ABOUT THIS TASK: Each line of the data holding "boulder" should be found and copied.

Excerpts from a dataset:
Content starts

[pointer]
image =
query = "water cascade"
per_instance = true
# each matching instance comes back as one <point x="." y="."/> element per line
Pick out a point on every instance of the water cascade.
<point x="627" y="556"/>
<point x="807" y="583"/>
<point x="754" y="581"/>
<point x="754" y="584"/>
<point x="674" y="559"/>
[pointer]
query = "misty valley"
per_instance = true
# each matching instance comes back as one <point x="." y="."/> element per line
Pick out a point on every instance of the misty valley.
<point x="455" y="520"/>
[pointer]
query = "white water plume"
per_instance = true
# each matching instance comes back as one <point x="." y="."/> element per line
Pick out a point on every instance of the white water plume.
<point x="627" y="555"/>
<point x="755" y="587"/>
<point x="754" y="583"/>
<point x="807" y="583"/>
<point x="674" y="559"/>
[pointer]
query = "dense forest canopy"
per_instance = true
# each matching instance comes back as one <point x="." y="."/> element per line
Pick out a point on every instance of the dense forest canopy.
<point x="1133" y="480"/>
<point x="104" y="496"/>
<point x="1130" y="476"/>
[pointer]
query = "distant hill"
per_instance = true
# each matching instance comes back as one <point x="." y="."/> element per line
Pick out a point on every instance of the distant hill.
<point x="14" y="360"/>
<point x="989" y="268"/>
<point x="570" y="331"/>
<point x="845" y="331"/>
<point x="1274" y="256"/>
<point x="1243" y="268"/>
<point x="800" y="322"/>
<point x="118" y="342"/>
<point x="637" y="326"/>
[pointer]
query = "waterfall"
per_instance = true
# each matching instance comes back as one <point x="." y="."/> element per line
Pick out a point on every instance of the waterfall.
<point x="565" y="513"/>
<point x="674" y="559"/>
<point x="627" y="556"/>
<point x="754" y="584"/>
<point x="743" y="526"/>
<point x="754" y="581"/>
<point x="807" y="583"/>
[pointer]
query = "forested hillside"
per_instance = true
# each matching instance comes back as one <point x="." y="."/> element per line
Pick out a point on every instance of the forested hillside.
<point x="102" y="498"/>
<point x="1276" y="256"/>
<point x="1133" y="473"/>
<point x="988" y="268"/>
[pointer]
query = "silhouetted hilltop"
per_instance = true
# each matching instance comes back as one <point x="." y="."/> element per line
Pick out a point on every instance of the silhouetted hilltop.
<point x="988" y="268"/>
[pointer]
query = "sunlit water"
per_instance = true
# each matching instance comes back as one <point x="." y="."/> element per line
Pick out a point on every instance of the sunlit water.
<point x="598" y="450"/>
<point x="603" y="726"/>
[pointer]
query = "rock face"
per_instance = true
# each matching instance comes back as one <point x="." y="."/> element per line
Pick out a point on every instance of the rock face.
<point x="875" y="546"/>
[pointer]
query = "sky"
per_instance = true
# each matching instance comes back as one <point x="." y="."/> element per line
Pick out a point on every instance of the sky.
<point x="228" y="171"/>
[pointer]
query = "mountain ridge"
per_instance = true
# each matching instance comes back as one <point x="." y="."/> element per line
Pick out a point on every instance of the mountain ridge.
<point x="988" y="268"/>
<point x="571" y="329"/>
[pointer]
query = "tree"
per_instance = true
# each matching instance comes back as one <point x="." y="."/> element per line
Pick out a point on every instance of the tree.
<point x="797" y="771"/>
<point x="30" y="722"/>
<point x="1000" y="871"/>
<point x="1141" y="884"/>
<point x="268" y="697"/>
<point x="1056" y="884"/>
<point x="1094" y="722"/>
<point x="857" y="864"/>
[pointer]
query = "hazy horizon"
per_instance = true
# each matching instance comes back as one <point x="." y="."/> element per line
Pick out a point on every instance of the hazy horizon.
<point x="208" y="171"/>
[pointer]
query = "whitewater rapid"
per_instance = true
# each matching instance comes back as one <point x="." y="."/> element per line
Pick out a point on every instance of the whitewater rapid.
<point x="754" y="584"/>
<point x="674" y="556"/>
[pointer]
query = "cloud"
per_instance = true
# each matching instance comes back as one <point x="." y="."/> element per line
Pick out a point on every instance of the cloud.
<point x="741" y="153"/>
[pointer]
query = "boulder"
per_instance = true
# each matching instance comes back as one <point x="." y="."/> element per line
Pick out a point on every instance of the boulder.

Content ends

SOLUTION FOR THIS PROBLEM:
query = "boulder"
Pick out a point on every instance of the boulder.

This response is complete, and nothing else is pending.